(Records from a dataset)
--- start ---

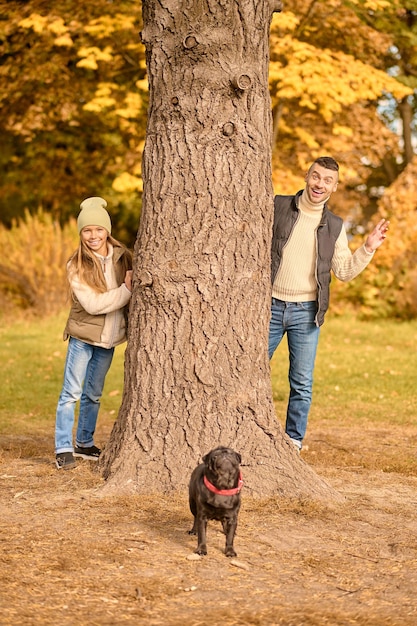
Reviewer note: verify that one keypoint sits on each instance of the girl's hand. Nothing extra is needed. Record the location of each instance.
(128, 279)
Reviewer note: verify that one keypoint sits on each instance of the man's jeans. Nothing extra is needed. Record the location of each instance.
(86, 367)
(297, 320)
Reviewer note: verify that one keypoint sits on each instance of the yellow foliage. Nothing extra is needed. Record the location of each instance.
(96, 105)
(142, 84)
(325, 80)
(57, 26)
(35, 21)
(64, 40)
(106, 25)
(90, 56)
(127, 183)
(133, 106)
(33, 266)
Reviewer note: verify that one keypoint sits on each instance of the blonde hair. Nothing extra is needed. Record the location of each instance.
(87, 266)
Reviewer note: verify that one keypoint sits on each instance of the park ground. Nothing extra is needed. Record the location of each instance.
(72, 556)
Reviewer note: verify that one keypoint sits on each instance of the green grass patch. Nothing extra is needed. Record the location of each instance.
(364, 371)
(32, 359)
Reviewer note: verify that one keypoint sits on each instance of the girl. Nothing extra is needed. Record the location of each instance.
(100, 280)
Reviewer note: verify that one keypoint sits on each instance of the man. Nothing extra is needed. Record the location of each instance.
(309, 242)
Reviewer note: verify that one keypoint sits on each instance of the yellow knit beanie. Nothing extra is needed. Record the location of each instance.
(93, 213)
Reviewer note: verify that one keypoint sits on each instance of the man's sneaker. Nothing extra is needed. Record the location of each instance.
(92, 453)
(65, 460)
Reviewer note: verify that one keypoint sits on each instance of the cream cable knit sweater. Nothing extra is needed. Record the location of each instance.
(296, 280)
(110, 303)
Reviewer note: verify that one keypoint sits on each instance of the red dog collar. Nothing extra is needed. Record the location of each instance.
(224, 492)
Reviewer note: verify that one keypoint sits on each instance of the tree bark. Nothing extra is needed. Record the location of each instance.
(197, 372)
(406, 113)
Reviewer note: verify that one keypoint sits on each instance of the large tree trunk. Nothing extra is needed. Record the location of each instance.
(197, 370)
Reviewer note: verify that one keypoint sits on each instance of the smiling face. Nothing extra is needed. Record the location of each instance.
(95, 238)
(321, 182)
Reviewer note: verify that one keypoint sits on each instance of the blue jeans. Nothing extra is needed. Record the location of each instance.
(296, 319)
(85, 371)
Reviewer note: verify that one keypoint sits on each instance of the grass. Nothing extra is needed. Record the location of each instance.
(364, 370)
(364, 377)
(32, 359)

--- end ---
--- start ---

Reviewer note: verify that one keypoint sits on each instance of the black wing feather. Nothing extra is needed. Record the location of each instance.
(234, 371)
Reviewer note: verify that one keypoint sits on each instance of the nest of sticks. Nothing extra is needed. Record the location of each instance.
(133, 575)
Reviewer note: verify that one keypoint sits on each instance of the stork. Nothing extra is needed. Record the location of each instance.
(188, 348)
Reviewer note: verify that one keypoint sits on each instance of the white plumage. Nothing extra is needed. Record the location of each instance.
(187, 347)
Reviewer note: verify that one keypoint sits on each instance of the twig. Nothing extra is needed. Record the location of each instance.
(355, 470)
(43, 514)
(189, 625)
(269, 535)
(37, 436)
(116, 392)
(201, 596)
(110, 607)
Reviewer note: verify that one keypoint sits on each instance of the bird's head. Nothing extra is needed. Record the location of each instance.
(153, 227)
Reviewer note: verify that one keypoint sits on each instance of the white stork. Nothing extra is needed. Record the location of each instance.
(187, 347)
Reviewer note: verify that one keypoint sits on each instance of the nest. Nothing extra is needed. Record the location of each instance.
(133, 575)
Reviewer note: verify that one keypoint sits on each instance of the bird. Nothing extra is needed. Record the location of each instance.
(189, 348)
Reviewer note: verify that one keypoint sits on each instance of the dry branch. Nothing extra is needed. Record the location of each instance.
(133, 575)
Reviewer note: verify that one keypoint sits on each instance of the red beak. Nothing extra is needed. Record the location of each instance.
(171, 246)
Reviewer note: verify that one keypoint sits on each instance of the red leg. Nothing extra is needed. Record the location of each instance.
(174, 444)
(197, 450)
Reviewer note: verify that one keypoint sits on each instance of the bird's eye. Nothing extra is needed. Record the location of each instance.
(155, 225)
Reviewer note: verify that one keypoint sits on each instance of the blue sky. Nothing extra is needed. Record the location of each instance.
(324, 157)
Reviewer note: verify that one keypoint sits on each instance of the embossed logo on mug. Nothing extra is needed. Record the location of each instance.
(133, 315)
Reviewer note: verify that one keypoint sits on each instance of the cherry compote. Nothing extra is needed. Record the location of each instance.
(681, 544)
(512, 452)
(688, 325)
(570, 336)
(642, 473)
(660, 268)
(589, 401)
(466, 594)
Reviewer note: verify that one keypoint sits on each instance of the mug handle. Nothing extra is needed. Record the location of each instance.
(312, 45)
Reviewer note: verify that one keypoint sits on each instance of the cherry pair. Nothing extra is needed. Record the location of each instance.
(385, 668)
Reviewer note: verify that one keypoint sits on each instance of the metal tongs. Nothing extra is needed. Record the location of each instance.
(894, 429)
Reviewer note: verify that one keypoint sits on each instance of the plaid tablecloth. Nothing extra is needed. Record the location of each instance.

--- end ---

## Aim of the task
Please copy out the listing from the line holding "the cherry pair." through the line holding "of the plaid", inclusive, with every coordinate multiplied by 0.7 and rounded to a whole number, halves going up. Leave the review notes unchanged.

## Expected output
Reviewer note: verify that one keypoint sits on each instance of the cherry pair. Nothing extra is needed. Record the location of each instance.
(270, 468)
Reviewer note: verify that one keypoint sits on each instance of the metal tongs. Nothing extra is needed. Record the location of each instance.
(626, 300)
Reviewer note: verify that one keypoint sits on each instance of the plaid tablecloth. Nothing extra is needed. Record the location of each instance.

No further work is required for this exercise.